#### [Directions for this task]
Exactly the lines from the top of the records below through the one containing "white flower bud" must be set down, with no line added or dropped.

#### [Data provided]

════════════════════

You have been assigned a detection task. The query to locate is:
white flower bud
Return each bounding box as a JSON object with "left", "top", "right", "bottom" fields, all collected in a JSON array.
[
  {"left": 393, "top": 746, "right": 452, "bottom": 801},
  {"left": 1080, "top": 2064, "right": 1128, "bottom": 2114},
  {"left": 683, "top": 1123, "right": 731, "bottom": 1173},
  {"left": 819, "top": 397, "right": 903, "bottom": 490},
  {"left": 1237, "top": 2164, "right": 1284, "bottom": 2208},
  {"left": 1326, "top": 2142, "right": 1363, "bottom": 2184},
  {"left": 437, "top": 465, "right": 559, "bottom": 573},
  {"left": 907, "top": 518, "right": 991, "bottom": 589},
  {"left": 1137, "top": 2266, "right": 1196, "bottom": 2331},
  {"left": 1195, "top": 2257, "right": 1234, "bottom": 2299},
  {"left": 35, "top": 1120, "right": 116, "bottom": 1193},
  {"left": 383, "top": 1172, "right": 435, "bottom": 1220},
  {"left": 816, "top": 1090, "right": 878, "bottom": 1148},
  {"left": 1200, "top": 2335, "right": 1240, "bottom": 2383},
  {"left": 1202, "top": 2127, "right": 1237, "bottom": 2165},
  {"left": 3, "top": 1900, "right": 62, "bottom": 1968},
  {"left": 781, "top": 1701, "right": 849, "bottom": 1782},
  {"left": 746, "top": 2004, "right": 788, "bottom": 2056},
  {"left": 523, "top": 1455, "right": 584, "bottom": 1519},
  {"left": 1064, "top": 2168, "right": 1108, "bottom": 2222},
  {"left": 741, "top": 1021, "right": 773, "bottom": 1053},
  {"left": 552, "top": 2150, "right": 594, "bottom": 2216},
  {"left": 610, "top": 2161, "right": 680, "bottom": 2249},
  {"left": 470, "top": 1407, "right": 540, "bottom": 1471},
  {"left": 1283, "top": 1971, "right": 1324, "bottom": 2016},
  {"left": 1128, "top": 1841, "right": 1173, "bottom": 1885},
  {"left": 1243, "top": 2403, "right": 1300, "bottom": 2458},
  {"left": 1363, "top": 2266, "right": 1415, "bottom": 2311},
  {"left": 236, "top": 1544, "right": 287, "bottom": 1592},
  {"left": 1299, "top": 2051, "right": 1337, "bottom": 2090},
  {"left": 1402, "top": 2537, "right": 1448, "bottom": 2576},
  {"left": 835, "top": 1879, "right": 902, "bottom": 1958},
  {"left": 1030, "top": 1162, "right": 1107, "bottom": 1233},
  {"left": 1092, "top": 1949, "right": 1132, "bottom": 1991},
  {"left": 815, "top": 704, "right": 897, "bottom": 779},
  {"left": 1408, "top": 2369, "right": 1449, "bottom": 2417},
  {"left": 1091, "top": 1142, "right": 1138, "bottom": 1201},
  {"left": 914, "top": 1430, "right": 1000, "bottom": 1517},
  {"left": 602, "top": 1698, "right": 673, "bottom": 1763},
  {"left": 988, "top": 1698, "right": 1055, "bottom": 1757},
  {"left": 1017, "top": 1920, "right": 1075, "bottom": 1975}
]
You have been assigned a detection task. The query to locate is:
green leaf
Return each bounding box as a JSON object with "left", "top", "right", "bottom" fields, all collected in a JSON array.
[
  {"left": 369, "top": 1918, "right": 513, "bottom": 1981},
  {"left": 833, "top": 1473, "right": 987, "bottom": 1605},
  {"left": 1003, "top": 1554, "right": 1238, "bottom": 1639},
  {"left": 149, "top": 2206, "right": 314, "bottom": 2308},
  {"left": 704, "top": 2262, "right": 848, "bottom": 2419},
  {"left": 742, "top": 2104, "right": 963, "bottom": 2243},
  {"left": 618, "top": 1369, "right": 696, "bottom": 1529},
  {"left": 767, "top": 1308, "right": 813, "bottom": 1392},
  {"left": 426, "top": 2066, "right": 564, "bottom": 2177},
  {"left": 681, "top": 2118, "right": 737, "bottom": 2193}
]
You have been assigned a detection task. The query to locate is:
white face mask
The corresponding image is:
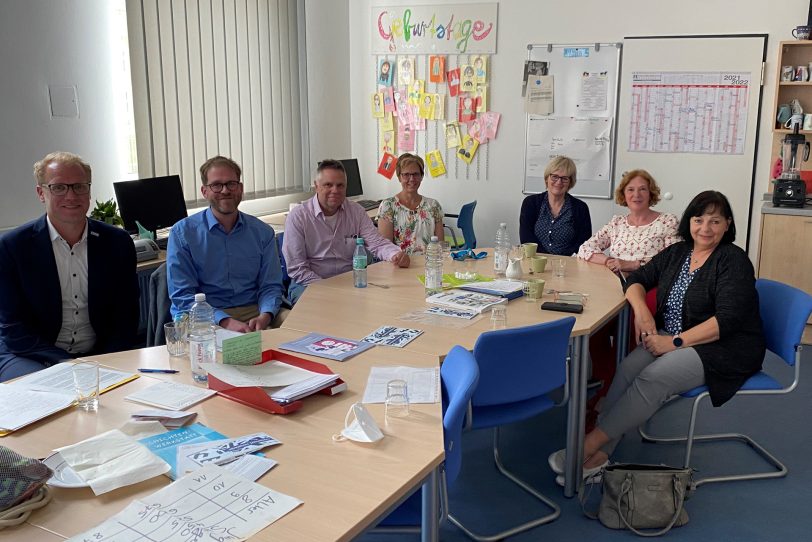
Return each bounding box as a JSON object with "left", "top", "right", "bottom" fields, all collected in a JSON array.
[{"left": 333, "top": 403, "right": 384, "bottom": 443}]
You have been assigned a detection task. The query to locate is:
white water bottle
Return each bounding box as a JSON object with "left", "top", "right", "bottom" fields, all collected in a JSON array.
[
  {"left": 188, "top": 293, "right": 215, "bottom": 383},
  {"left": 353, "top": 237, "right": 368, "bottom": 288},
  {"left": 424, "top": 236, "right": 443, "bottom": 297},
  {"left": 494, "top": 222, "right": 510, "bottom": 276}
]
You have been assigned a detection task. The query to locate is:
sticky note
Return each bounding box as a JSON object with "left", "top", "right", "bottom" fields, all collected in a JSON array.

════════════════════

#### [Answer below]
You have been assigned a detection task. The query to locate is:
white flower bud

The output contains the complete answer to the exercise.